══ Provided passage

I often talk about how a person is a person until hired, then they become an employee. Once IT gets ahold of them, they become a user. And this link between being a person and a user gets lost. At its core, this is the goal of identity management, to understand that user as a person/employee.
Think about that person for a second, how many user accounts does each person have? In each system, there is one. And in many cases, each person could have multiple Active Directory accounts. How do you correlate them? How do you lump all of these user accounts into a person? A metadirectory.
With a metadirectory, or the person directory as we call it, you can correlate all of the identities and all of the identity information into one person. The key is to have a key, or keys if necessary. The metadirectory inventories all of these systems with all of these user accounts and logs changes, creating an up-to-date person.

And, of course, this is where it gets fun. Once you have this person with all of his identity information in the metadirectory, you can now authenticate against this directory, creating a federated single sign on to any of your connected applications, even in the cloud! The roles that you create can apply to each application, creating a true RBAC environment. Provisioning and de-provisioning are built into each application automatically; people are productive immediately.

════

▶ Given task 1: Pick out every line in the records that contains the string "striped".
The records are unrelated to the text.

══ Task material

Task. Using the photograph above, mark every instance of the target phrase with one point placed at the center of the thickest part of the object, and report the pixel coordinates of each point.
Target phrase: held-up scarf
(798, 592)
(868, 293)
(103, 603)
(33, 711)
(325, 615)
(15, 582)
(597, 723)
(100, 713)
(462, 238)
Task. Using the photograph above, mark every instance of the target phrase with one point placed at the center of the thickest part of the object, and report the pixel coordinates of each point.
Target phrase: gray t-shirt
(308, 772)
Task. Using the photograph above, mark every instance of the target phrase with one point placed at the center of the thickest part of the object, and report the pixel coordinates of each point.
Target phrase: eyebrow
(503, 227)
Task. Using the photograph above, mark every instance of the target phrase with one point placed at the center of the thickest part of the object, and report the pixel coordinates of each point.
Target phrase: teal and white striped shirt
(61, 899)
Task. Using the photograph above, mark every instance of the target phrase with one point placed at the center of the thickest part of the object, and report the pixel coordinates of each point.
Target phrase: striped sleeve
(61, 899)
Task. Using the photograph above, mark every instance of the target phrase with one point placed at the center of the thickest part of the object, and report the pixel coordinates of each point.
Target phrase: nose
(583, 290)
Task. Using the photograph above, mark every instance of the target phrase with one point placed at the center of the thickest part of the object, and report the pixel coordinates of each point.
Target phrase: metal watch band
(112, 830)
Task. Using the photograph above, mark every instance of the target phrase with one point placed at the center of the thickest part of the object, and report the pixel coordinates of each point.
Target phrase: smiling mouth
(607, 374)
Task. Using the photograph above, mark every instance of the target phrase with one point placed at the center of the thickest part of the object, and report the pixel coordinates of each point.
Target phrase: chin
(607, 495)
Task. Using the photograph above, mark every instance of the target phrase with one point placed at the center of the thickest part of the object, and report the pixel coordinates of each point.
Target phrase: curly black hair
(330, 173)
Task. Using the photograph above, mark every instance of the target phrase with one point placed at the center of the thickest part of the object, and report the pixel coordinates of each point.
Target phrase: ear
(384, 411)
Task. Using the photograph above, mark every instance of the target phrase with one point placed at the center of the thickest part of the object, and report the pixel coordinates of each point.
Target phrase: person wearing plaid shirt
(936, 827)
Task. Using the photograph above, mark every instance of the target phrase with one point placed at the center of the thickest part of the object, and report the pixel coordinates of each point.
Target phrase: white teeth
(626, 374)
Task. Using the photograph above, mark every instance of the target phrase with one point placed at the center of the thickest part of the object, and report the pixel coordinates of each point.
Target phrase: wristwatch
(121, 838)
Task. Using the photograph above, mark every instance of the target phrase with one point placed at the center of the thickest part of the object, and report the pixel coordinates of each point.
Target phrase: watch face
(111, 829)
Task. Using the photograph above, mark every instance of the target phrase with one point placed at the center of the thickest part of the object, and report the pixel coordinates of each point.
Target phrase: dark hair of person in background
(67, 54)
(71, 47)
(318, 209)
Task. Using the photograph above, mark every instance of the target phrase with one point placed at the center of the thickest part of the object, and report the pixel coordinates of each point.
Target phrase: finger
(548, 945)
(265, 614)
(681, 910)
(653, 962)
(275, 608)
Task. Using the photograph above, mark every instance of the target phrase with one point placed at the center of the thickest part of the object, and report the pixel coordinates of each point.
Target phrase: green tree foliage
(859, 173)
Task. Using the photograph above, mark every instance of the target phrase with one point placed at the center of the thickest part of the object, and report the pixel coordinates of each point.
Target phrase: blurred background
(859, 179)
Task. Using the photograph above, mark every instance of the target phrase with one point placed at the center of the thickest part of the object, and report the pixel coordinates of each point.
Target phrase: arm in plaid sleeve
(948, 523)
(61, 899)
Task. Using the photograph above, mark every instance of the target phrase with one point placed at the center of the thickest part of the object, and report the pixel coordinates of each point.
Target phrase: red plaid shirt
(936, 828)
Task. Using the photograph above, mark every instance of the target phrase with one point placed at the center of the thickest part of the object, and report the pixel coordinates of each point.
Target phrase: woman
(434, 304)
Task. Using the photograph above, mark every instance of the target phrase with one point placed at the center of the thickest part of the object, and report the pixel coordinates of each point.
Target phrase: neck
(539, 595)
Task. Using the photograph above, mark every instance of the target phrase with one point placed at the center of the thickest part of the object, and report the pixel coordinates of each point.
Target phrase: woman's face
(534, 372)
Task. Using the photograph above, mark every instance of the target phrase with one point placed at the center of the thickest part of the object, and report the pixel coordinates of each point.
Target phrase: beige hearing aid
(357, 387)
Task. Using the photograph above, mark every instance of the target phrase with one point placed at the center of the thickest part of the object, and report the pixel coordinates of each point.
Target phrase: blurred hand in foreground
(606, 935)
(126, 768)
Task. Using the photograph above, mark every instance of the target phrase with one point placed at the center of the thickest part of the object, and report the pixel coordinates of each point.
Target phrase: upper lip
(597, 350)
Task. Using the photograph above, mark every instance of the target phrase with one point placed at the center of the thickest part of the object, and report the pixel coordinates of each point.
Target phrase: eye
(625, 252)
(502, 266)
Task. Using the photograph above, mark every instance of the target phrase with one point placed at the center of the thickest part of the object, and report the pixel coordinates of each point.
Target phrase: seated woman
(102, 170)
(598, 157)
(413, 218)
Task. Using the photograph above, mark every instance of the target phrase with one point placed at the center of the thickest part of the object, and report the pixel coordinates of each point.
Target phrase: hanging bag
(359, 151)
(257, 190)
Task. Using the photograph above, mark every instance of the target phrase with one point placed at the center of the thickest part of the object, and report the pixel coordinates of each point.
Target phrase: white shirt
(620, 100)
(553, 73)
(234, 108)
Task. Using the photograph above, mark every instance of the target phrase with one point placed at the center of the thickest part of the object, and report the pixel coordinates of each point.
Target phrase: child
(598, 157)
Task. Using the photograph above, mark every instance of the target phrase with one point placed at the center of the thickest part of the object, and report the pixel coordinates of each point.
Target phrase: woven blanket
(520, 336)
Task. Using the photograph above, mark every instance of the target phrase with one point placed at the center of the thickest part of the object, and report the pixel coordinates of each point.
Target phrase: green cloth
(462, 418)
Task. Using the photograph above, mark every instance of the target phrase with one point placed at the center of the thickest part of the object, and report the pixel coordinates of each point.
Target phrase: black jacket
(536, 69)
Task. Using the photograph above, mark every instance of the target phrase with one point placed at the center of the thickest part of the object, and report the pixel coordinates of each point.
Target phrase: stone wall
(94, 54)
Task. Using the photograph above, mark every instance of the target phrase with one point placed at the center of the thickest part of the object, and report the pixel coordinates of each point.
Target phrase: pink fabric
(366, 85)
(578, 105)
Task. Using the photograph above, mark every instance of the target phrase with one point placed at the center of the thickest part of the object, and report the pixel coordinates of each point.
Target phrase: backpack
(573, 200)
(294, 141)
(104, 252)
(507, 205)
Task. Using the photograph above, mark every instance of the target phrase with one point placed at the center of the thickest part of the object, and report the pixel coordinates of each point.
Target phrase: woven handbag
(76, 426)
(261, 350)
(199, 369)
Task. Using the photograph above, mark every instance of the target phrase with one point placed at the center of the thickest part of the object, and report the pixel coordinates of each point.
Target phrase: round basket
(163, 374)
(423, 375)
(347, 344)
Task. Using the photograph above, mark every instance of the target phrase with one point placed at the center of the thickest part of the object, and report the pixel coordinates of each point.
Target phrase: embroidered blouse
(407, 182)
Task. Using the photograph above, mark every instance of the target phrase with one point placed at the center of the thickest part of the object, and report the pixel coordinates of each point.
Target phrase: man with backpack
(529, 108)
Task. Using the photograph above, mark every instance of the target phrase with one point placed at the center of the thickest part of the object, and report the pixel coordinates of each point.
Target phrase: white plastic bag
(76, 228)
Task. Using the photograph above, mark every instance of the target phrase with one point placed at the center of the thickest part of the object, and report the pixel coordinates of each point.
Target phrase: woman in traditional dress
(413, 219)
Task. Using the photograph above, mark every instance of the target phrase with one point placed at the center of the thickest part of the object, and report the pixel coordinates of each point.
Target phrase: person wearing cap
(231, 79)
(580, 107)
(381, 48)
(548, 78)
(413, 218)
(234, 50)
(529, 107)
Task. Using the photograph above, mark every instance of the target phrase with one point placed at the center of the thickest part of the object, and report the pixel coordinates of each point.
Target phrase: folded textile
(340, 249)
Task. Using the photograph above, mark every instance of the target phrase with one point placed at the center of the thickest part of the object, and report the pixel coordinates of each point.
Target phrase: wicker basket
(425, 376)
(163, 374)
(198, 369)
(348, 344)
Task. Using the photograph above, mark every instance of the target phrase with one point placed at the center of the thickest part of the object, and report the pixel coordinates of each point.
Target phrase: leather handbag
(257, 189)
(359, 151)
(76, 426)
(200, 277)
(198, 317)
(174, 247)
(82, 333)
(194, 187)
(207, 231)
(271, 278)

════

▶ Given task 2: For each statement, answer yes or no on whether it agrees with the text on identity management, and quote the words from the text that decide it. (a) The metadirectory is also called the person directory. (b) Each person has only one Active Directory account. (c) Provisioning and de-provisioning have to be set up by hand in each application.

▶ Full output 1:
Target phrase: teal and white striped shirt
Target phrase: striped sleeve

▶ Full output 2:
(a) Yes: "With a metadirectory, or the person directory as we call it"
(b) No: "each person could have multiple Active Directory accounts"
(c) No: "Provisioning and de-provisioning are built into each application automatically"